Problem →
Copy the lines verbatim, beginning with the line that contains "Identify the angel" and continuing through the end of the data, and only those lines.

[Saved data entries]
────
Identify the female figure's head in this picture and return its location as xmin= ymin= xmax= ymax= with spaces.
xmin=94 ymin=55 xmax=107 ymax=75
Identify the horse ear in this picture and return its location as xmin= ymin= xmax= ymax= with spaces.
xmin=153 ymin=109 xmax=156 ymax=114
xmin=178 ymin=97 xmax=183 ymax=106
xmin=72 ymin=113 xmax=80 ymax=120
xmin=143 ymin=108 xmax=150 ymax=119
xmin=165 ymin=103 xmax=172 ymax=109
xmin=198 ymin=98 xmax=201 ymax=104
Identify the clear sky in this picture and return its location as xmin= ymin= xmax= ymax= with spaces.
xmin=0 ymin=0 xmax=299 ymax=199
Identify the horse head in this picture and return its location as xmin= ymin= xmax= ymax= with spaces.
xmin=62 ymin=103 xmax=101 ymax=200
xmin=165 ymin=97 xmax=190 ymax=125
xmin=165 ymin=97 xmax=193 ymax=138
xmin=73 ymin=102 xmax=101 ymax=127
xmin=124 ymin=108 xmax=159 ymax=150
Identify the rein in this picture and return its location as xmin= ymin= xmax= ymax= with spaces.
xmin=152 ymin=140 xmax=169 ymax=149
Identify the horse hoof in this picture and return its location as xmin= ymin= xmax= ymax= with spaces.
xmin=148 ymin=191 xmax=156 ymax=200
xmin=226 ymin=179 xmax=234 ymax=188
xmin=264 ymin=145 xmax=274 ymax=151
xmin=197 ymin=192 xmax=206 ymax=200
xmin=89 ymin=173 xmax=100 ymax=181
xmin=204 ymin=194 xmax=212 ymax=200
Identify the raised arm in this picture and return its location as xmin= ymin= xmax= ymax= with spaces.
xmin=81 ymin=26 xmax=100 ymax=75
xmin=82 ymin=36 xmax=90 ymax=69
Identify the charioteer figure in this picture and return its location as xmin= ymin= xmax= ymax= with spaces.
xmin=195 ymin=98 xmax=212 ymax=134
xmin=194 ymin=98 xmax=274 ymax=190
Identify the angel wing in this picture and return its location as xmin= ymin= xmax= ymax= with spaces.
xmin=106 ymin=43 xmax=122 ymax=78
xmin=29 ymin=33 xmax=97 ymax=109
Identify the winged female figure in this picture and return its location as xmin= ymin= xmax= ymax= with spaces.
────
Result of this task →
Identify the angel wing in this picture and return its location as xmin= ymin= xmax= ymax= with spaces.
xmin=106 ymin=43 xmax=122 ymax=78
xmin=29 ymin=33 xmax=97 ymax=109
Identify the winged female figure in this picture and return its location as xmin= ymin= xmax= ymax= with spaces.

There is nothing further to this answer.